What would be the point? Java programs assume GC (or at least, they assume they can allocate memory and not worry about when it will be freed). If you don't have GC then you're not going to be compatible with extant Java programs, so what's the point in trying to be "Java compatible" at all?

bullen · on Dec 23, 2022

Because 1) you don't want GC pauses 2) you don't want GC code to bloat the VM 3) You don't want memory leaks 4) You don't want people to not know what they are allocating 5) Static allocation is enough to make anything.

6) int arrays do not have cache misses (but you might need to pad them to avoid cache invalidation) 7) parallel atomic multicore works on int arrays out of the box!

sorokod · on Dec 23, 2022

I assume that by "you" you mean "I"

From my perspective I am happy with the tradeoff of hanving gc pauses and not needing to manage memory manually.

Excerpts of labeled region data
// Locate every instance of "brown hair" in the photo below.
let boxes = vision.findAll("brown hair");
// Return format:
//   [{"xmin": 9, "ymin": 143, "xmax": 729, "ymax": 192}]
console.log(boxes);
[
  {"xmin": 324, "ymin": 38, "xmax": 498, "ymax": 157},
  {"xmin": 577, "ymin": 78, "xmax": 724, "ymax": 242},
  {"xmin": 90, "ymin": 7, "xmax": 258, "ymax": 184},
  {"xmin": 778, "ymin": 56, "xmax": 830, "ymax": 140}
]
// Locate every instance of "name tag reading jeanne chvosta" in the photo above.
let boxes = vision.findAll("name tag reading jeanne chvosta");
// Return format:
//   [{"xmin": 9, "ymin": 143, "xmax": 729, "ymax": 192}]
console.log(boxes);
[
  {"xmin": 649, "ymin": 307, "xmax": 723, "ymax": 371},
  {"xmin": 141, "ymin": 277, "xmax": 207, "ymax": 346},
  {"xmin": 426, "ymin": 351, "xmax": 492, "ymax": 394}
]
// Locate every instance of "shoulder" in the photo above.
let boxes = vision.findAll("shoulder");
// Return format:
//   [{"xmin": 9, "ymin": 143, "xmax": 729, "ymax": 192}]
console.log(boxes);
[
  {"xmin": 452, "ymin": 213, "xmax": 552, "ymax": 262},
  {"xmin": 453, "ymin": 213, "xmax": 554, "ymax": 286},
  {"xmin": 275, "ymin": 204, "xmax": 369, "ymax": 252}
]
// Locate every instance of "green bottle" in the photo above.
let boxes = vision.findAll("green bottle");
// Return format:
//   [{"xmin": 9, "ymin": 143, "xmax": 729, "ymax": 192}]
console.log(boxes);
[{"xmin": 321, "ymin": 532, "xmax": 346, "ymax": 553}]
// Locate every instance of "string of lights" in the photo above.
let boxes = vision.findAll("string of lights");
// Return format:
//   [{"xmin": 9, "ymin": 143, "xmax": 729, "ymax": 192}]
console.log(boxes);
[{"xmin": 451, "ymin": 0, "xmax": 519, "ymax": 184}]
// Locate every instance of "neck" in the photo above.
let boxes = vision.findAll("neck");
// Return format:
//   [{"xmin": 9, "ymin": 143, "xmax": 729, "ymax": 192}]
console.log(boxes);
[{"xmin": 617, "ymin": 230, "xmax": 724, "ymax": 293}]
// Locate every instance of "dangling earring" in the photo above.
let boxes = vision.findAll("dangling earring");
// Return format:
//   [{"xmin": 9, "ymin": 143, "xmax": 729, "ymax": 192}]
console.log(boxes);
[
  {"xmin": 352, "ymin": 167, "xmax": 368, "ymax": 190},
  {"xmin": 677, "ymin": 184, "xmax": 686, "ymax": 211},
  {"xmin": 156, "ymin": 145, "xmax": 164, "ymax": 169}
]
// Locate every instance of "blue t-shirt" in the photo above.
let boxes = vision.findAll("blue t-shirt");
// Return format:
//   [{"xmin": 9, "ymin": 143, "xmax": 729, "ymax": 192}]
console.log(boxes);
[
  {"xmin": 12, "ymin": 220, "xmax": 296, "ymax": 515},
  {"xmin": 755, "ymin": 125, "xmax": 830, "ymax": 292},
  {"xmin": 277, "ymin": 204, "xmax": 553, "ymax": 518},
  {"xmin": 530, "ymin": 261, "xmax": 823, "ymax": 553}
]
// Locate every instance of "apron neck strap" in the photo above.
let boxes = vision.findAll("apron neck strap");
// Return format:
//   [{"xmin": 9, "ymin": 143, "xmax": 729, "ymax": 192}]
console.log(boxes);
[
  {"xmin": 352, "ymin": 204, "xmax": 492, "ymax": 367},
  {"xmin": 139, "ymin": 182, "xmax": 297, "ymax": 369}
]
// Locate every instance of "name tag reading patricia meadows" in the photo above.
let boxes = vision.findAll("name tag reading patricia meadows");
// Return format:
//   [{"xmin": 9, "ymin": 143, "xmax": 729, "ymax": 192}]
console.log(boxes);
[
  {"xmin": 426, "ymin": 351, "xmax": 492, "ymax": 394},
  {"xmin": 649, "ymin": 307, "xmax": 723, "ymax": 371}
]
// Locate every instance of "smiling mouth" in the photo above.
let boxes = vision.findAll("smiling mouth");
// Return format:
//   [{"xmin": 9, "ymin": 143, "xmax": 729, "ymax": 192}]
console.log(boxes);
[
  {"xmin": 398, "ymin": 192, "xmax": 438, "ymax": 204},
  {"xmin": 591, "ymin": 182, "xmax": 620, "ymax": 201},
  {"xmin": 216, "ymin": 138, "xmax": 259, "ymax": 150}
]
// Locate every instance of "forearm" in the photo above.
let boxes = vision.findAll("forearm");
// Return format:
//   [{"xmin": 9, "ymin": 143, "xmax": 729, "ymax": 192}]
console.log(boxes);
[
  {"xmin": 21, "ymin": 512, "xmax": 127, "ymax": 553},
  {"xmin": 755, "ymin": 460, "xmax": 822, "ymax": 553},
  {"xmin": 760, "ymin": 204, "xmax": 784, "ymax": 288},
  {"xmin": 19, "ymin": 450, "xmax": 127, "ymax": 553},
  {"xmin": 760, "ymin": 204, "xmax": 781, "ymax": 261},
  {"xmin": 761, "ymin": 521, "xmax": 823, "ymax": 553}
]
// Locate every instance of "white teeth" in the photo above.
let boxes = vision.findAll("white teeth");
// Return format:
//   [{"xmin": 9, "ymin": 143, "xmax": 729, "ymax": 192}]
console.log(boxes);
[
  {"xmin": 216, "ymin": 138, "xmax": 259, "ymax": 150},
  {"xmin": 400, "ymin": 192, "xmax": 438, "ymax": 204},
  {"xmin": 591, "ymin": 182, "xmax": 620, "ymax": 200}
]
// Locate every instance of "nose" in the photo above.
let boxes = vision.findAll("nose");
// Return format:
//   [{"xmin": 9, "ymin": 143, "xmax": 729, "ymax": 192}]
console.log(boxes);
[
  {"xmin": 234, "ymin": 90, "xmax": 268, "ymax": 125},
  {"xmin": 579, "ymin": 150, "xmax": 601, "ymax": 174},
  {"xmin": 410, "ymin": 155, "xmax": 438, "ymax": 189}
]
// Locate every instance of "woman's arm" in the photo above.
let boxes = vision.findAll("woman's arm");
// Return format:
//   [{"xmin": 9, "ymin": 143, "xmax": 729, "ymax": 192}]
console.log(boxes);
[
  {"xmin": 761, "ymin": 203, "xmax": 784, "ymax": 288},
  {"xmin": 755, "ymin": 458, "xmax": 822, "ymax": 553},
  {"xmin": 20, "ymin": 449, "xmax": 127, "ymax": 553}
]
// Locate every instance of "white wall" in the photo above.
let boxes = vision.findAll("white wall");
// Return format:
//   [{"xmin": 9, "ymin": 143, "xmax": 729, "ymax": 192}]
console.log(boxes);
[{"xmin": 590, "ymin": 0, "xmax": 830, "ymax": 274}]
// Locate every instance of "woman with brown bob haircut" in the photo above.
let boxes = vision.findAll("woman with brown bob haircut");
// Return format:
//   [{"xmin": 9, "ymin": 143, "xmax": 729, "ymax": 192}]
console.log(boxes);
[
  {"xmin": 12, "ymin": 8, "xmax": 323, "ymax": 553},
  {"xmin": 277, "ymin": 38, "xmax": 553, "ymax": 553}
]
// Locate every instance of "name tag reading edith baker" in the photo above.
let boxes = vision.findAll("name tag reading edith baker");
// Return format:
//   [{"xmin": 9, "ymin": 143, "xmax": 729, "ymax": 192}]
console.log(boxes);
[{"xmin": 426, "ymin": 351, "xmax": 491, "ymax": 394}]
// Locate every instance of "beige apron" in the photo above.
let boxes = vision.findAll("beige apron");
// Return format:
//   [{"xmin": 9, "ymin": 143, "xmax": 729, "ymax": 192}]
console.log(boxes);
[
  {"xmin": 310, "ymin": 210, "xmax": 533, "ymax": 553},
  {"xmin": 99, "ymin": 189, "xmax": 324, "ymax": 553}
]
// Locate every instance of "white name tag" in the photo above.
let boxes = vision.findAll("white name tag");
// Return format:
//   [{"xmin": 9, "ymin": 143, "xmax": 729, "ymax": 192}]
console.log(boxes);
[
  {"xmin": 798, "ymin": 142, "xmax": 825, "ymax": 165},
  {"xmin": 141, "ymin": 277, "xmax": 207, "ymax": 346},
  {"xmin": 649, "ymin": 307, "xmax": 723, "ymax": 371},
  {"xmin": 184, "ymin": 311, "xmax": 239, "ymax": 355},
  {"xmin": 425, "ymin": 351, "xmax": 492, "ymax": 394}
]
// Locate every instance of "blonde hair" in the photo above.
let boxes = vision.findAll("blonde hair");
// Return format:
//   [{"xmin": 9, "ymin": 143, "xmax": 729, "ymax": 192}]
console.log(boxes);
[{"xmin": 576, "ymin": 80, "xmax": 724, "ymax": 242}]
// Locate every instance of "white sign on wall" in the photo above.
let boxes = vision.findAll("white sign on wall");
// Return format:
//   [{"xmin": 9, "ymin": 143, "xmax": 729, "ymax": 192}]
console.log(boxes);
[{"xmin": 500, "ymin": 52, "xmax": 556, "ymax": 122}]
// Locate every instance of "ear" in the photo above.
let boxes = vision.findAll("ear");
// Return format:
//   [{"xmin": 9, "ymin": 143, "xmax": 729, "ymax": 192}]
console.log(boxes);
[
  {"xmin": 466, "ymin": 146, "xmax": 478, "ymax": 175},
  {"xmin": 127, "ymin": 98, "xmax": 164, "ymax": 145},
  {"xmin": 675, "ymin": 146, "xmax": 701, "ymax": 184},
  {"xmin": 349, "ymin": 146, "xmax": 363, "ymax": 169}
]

§ Directions for this task:
Answer from the thread:
1. According to the opening comment, what do Java programs assume they can do with memory?
2. What does bullen say int arrays do not have?
3. What tradeoff is sorokod happy with?

§ Solution for this problem:
1. They assume they can allocate memory and not worry about when it will be freed.
2. Cache misses.
3. Having GC pauses and not needing to manage memory manually.